## Compito 1
Trascrivi senza modifiche il passo del testo sul tempo compreso tra "Alcuni filosofi hanno" e "e dallo spazio.", estremi inclusi.

## Blocco di testo
□ □ □

Alcuni filosofi hanno diviso il tempo in passato, presente e futuro, ma nella realtà in cui viviamo, nella mente e nella logica dell’uomo, esiste solo il passato. La realtà del futuro può avere infinite rappresentazioni, e ognuna di queste dipende dalla massa, dal tempo e dallo spazio.
Prendiamo ad esempio un turista che desidera andare a Roma: per determinare quanto tempo impiegherà, bisogna considerare il mezzo di trasporto che sceglierà, la sua posizione di partenza e l’itinerario che seguirà. Il tempo del viaggio dipende da questi fattori. Certamente, ai tempi dei Romani, non esisteva l’Autostrada del Sole con quattro o sei corsie.
Quando il turista arriva a Roma, il suo viaggio è già diventato passato. Poi visita Castel Sant’Angelo, ed è di nuovo passato. Incontra un amico o un parente, ed è già passato. In questo senso, il futuro somiglia a una partita a biliardo: invece di fare un colpo preciso e mettere la palla nella buca, si tira una “scazzata”, e nel momento in cui il colpo si realizza (o meno), è già diventato passato. Il futuro, quindi, non esiste nella realtà, e nemmeno il presente, poiché ogni immagine o situazione che si fissa nella mente diventa subito passato. Questa è la vita, e allora come possiamo fermare questa fuga temporale?

□ □ □

## Compito 2
Per favore, ripeti tali e quali le righe dell'elenco comprese tra quella che contiene "One dot marks each instance of the building" e quella che contiene "[(469, 275)]", entrambe incluse.

□ □ □

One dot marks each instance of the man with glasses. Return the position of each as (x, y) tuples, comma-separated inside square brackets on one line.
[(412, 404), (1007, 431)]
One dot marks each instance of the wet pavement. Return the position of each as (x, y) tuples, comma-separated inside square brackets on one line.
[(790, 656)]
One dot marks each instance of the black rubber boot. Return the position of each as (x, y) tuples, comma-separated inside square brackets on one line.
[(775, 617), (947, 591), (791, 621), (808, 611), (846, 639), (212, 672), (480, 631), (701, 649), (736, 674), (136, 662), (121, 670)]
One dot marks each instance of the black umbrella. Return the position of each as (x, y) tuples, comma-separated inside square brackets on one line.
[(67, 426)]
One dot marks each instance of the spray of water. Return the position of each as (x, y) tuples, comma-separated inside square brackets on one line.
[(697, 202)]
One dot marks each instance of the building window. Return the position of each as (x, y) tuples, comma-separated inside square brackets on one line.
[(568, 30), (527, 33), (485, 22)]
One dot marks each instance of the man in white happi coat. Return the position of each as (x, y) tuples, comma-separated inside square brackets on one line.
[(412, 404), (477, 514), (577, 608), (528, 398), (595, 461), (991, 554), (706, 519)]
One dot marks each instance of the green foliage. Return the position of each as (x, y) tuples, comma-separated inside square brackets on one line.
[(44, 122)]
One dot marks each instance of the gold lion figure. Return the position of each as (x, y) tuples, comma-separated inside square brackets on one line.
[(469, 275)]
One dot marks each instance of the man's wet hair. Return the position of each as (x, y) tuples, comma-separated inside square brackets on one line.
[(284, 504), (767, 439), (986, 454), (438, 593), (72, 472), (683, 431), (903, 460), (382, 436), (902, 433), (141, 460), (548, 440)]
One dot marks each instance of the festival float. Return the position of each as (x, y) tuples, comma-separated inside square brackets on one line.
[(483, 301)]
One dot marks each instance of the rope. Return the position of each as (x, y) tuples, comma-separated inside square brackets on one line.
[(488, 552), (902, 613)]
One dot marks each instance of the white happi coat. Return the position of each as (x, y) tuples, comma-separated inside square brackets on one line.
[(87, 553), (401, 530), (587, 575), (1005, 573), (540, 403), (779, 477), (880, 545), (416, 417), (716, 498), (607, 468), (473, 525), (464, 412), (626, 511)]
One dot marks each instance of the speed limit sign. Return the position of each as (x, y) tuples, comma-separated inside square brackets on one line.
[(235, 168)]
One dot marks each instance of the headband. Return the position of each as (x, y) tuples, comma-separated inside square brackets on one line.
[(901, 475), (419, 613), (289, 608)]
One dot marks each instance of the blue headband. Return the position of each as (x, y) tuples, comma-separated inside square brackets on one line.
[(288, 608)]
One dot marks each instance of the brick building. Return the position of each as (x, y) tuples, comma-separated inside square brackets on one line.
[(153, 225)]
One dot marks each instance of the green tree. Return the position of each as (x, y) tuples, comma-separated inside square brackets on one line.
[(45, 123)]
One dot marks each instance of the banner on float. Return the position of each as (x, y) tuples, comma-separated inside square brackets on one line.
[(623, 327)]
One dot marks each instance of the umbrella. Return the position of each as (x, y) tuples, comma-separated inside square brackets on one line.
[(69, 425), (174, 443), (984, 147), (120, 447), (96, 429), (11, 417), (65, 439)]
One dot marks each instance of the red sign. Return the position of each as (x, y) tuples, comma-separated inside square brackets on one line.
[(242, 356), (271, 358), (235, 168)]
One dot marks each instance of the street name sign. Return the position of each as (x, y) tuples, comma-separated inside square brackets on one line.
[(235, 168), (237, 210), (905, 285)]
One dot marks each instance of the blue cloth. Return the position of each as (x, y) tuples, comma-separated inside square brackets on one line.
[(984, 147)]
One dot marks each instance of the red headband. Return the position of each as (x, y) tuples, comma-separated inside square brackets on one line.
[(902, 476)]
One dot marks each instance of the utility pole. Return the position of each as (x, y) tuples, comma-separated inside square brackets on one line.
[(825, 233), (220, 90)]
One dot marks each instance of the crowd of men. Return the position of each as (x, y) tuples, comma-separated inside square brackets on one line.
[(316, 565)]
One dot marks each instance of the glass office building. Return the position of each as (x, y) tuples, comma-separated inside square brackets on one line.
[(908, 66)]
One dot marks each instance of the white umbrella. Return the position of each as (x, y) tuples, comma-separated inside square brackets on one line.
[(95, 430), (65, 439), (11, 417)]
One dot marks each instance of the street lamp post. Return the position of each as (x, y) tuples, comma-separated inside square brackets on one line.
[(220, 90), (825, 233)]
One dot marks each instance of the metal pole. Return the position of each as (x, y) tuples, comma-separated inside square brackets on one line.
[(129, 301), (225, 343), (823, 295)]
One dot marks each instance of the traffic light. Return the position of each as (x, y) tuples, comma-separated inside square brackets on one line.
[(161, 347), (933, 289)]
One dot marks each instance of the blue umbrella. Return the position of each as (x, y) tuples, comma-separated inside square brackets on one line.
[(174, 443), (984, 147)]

□ □ □

## Risposta completa 1
Alcuni filosofi hanno diviso il tempo in passato, presente e futuro, ma nella realtà in cui viviamo, nella mente e nella logica dell’uomo, esiste solo il passato. La realtà del futuro può avere infinite rappresentazioni, e ognuna di queste dipende dalla massa, dal tempo e dallo spazio.

## Risposta completa 2
One dot marks each instance of the building window. Return the position of each as (x, y) tuples, comma-separated inside square brackets on one line.
[(568, 30), (527, 33), (485, 22)]
One dot marks each instance of the man in white happi coat. Return the position of each as (x, y) tuples, comma-separated inside square brackets on one line.
[(412, 404), (477, 514), (577, 608), (528, 398), (595, 461), (991, 554), (706, 519)]
One dot marks each instance of the green foliage. Return the position of each as (x, y) tuples, comma-separated inside square brackets on one line.
[(44, 122)]
One dot marks each instance of the gold lion figure. Return the position of each as (x, y) tuples, comma-separated inside square brackets on one line.
[(469, 275)]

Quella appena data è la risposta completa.